Excerpt:
═══

Jackie returned to England but when she went back to Los Angeles , she made her own friends who pumped gas and parked cars, and she tried acting for a while. She discovered that Hollywood was a mix of glamorous people and lots of struggling actors and actresses that she wrote about in “Hollywood Wives”.
“There was also this middle line of fat old men saying, ‘Well, do you want the role? Pull up your skirt, let’s see your legs, let’s have dinner tonight – that sort of thing. Because I was an out-of-work writer trying to be an actress with no enthusiasm whatsoever for about a year, I got this wonderful insight into the way men treated women.”
She came to a conclusion about the opposite gender. “Most men,” she told me, “I’m sure you’re the exception and so is my husband but I found most men to be completely predictable. It’s the same in any business. Publishing is full of men in their 50s and 60s who hit on every little 22-year-old college graduate who comes to work.”
The 1970s explosion in pornography, Collins suggested, was in direct response to the women’s movement as it gathered strength. “In the Seventies, that’s when porno magazines got really, really bad. I’m not talking about Playboy and Penthouse but the really sleazy ones that were sold under the counter. It’s like men said, ‘OK, baby. You want freedom, we’ll give you freedom.’ I think men had a problem with the fact that women wanted to be strong.
“When it came to Women’s Lib, men just didn’t know what to do. It’s all very subliminal, of course. If you remember, when Women’s Lib really came to the fore, that’s when they started to make all those slasher movies. It was always young, beautiful girls out in the forest with some guy who would come along and kill 10 or 20 college girls. They were very successful because men wanted their women to see these films to give them the subliminal message, ‘If you get out of hand, baby, this is what’s going to happen.’”

═══

Records provided:

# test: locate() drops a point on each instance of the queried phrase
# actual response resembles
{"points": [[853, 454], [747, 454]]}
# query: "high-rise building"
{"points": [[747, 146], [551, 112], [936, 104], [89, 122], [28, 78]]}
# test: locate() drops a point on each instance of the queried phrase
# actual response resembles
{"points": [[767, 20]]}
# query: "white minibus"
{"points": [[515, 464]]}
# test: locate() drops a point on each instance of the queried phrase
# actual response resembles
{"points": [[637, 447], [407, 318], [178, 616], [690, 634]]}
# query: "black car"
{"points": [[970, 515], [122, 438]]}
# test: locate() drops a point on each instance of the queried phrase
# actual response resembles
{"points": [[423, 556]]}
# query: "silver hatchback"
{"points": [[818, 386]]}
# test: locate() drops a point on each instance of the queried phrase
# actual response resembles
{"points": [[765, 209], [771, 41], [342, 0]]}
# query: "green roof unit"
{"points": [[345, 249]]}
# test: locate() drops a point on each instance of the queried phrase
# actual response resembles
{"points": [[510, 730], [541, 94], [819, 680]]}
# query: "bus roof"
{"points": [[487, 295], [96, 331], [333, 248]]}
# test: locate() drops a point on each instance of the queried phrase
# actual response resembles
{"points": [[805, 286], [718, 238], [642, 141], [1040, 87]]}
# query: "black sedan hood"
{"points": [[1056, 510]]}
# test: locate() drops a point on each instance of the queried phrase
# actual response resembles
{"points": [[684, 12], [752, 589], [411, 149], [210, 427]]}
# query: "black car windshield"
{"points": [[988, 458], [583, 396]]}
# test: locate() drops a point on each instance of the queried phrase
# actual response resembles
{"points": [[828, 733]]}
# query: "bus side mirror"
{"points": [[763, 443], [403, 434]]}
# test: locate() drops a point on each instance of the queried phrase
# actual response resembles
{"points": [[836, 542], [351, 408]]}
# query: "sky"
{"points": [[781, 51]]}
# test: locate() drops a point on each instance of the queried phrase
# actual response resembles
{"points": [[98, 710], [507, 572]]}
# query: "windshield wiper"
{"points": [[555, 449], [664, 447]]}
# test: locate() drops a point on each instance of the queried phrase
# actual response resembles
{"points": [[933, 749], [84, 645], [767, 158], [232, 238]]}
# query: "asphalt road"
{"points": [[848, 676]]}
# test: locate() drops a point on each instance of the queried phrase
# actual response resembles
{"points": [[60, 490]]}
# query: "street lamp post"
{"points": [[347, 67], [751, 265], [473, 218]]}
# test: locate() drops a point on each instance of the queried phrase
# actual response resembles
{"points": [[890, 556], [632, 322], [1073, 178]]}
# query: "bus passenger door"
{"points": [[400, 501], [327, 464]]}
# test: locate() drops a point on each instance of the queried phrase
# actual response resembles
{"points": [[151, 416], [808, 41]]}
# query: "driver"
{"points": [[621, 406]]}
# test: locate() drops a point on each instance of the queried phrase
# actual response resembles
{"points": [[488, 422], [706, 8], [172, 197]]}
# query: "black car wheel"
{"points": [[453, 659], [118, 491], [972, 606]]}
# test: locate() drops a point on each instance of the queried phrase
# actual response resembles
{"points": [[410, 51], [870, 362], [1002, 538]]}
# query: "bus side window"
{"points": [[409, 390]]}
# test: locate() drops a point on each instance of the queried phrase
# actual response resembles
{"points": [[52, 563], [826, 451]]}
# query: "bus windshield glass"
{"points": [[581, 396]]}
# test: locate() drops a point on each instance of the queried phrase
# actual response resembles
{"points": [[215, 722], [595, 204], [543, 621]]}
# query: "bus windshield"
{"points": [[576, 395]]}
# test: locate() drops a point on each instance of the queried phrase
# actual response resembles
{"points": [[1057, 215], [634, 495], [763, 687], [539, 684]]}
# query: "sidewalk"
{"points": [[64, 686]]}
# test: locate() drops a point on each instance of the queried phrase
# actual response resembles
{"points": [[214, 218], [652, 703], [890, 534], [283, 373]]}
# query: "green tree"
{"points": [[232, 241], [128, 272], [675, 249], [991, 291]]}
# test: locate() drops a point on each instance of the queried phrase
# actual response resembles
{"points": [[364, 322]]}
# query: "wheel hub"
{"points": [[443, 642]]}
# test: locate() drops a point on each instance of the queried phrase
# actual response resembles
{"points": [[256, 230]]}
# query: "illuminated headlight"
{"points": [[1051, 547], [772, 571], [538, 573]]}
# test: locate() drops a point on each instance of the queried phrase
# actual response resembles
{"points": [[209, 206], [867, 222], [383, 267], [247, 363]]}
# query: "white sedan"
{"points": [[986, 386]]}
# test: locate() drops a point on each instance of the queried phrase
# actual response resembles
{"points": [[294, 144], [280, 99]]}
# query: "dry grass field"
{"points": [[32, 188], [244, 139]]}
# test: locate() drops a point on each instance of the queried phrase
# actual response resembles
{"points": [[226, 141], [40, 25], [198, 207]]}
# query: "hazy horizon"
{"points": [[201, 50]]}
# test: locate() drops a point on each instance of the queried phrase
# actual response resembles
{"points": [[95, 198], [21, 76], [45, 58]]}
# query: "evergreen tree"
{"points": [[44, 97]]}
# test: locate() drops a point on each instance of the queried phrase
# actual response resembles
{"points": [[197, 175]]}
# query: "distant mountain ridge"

═══

Activity list:
- a) List every place name in the Jackie Collins excerpt.
- b) In the Jackie Collins excerpt, which book did she write about Hollywood's mix of glamorous people and struggling actors?
Answer using only the Jackie Collins excerpt.

Results for the exercise:
- a) England, Los Angeles, Hollywood

- b) "Hollywood Wives"